INPUT DATA:
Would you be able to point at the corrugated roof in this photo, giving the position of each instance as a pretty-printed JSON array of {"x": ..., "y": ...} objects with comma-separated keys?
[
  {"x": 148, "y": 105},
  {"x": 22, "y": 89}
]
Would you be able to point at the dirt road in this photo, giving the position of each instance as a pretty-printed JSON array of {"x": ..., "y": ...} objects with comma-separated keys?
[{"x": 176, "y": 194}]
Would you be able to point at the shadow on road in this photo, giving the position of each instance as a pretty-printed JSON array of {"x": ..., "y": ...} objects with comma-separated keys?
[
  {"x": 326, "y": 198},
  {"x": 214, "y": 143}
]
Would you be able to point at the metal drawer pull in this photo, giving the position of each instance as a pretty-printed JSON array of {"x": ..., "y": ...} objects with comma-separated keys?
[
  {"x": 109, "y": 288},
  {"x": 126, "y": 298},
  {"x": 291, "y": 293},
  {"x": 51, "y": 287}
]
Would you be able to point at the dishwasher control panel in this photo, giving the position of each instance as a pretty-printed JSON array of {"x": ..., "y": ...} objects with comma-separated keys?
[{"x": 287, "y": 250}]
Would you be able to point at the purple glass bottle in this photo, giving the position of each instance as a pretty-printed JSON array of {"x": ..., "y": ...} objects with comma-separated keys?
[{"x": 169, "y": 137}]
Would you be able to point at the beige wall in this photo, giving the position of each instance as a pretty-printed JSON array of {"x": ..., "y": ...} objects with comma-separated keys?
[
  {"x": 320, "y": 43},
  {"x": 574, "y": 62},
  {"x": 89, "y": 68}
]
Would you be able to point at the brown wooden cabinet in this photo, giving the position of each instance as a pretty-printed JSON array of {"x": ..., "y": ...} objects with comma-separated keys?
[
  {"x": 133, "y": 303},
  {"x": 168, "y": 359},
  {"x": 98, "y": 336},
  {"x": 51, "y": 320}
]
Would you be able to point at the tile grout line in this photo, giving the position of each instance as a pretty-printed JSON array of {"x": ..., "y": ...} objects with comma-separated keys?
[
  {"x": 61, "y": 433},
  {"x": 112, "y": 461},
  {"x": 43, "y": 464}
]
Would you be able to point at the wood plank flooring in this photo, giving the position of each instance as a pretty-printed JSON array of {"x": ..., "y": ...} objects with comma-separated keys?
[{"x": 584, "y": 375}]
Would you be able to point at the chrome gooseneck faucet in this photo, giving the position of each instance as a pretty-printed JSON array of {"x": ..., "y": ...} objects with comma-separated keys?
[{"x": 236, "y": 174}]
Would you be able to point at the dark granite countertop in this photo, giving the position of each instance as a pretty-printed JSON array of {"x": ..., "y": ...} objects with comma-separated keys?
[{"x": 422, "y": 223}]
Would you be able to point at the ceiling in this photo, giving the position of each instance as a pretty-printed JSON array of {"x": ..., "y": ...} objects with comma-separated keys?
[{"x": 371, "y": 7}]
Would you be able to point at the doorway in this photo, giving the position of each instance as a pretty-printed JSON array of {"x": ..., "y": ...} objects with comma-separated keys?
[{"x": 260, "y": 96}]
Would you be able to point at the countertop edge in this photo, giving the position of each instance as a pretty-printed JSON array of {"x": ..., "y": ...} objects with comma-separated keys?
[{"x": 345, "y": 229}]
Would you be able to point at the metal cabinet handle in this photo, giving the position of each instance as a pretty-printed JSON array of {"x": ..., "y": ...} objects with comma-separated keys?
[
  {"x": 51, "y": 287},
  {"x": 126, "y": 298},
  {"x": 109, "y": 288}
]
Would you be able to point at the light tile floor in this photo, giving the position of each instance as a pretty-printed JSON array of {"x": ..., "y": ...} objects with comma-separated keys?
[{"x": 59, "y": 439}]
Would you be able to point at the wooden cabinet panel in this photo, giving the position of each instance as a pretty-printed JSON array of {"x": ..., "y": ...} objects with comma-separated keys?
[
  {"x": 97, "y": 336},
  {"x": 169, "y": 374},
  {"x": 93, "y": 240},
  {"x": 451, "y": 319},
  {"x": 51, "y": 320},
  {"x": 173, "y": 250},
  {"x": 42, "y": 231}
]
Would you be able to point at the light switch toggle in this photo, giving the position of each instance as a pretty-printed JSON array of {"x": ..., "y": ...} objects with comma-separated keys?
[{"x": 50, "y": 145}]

INSTRUCTION:
Your task is to repeat the data exactly, with nothing left out.

EXERCISE OUTPUT:
Would you be able to point at the corrugated roof in this photo, giving the position of each instance as a pretty-printed JSON array of {"x": ..., "y": ...} objects with comma-separated keys?
[
  {"x": 148, "y": 105},
  {"x": 22, "y": 89}
]
Would you be able to point at the dirt road in this photo, giving the position of each instance as a pretty-printed JSON array of {"x": ..., "y": ...} objects with comma-separated keys?
[{"x": 176, "y": 194}]
Would you be able to point at the shadow on road in this photo, giving the position of each instance as a pretty-printed JSON array of {"x": ..., "y": ...} objects with comma-separated keys?
[
  {"x": 326, "y": 198},
  {"x": 214, "y": 143}
]
Would you be able to point at the metal drawer pull in this photo, giving the position of each instance as a pretty-printed JSON array of {"x": ..., "y": ...} objects with comma-separated keys?
[
  {"x": 109, "y": 288},
  {"x": 126, "y": 298},
  {"x": 291, "y": 293},
  {"x": 51, "y": 287}
]
Would you be able to point at the dishwasher control panel in this photo, giving the position of each instance as a pretty-printed JSON array of {"x": ..., "y": ...} objects with comma-separated keys?
[{"x": 287, "y": 250}]
Would you be able to point at the purple glass bottle in this photo, giving the position of each instance as a pretty-printed JSON array of {"x": ..., "y": ...} objects with comma-separated keys?
[{"x": 169, "y": 137}]
Would you be able to point at the beige wall in this photo, giving the position of each instance as a pretty-printed JSON array of {"x": ..., "y": ...} objects with comma-separated keys?
[
  {"x": 320, "y": 43},
  {"x": 574, "y": 62},
  {"x": 89, "y": 68}
]
Would you be able to point at the brown wooden cabinet in this photo, giving the position of each instance as a pretty-printed JSON array of {"x": ..., "y": ...} objects with comma-separated keys?
[
  {"x": 133, "y": 303},
  {"x": 168, "y": 359},
  {"x": 98, "y": 336},
  {"x": 51, "y": 320}
]
Would you be able to point at the tile grout line in this photo, giving the position of each instance as a pretty-printed JSON array of {"x": ..., "y": ...} objects with comma-separated keys?
[
  {"x": 61, "y": 433},
  {"x": 112, "y": 461},
  {"x": 43, "y": 464}
]
Would you be able to point at the wood plank flooring in this photo, giving the position of each instance as a pretty-printed JSON array of {"x": ..., "y": ...} objects with comma-separated keys?
[{"x": 584, "y": 375}]
Would you be able to point at the chrome gooseneck faucet in this photo, giving the position of each instance as a pretty-printed JSON array of {"x": ..., "y": ...} objects with comma-separated keys?
[{"x": 236, "y": 174}]
Would you be able to point at the dark granite countertop in this photo, giving the position of each instance as a pretty-printed JSON array of {"x": ..., "y": ...} objects with comma-separated keys?
[{"x": 422, "y": 223}]
Would you be able to point at the ceiling in this photo, giving the position of each instance as a pretty-printed JSON array of {"x": ..., "y": ...} objects with comma-separated keys?
[{"x": 371, "y": 7}]
Would you be able to point at the doorway in this photo, giving the position of each instance as a pretty-printed JSON array of {"x": ..., "y": ...} objects with comma-separated keys?
[{"x": 260, "y": 96}]
Would you be able to point at the countertop edge in this photo, giving the position of each instance as a pretty-printed JSON array of {"x": ..., "y": ...} objects with comma-separated keys?
[{"x": 345, "y": 229}]
Would you be able to point at the metal cabinet handle in this photo, giving the position of each instance as a pretty-printed JSON array of {"x": ..., "y": ...} objects with comma-separated keys?
[
  {"x": 51, "y": 287},
  {"x": 126, "y": 298},
  {"x": 109, "y": 288}
]
Would you be able to point at the light tile floor in this photo, giving the position of each instance as a pretty-printed JSON array of {"x": ..., "y": ...} objects with comma-separated keys?
[{"x": 59, "y": 439}]
Would you be able to point at the wooden cabinet panel in this photo, giving the position of each instance as a pretty-printed JSON array of {"x": ..., "y": ...} objects with comma-separated keys?
[
  {"x": 97, "y": 336},
  {"x": 169, "y": 374},
  {"x": 93, "y": 240},
  {"x": 451, "y": 319},
  {"x": 51, "y": 320},
  {"x": 173, "y": 250},
  {"x": 42, "y": 231}
]
Would you be able to point at the light switch toggle in this photo, giving the position of each instance as a pretty-printed JSON array of {"x": ..., "y": ...} objects with comma-separated keys?
[{"x": 50, "y": 145}]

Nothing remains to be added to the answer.